Excerpt to read:
--------------------
For those who have a hard time with this

[esandover]

There are many examples (levers, pulleys, gears, etc) where the output speed can be greater than the input speed and yet energy is conserved. It is about energy not speed. The thing to look at here is the total energy imparted to the sail by the wind, and how much speed can be obtained using that energy. Imagine two vehicles of equal weight, but one with a much larger sail than the first, and the first is able to go with the speed of the wind. The second vehicle, capturing moar energy, should be able to go faster than the first. Doing so then becomes a problem of mechanics.

"Can't work, because I don't understand how"

[MartinSchou]

Thankfully science and engineering moves forward at all times, in spite of how most of their work is beyond the understanding and comprehension of the average person.

If you don't believe me, try asking people how exactly a combustion engine works. Or for something a lot simpler - a flushing toilet.

Does anyone have a link to an animation or similar

[RichiH]

As my brain is starting to melt every time I try to understand what is going on....: Does anyone have a link to an animation which explains how this works?
--------------------
Source data:
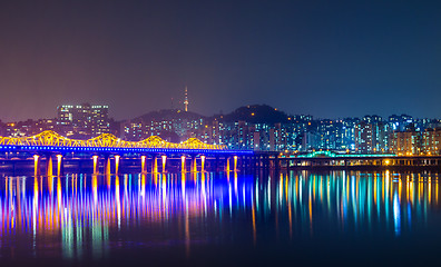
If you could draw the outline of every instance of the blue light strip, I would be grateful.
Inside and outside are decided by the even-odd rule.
--------------------
Requirements:
Copy out the part of the forum thread above about going faster than the wind, starting with "[esandover]" and going on through "the average person.".

Complete answer:
[esandover]

There are many examples (levers, pulleys, gears, etc) where the output speed can be greater than the input speed and yet energy is conserved. It is about energy not speed. The thing to look at here is the total energy imparted to the sail by the wind, and how much speed can be obtained using that energy. Imagine two vehicles of equal weight, but one with a much larger sail than the first, and the first is able to go with the speed of the wind. The second vehicle, capturing moar energy, should be able to go faster than the first. Doing so then becomes a problem of mechanics.

"Can't work, because I don't understand how"

[MartinSchou]

Thankfully science and engineering moves forward at all times, in spite of how most of their work is beyond the understanding and comprehension of the average person.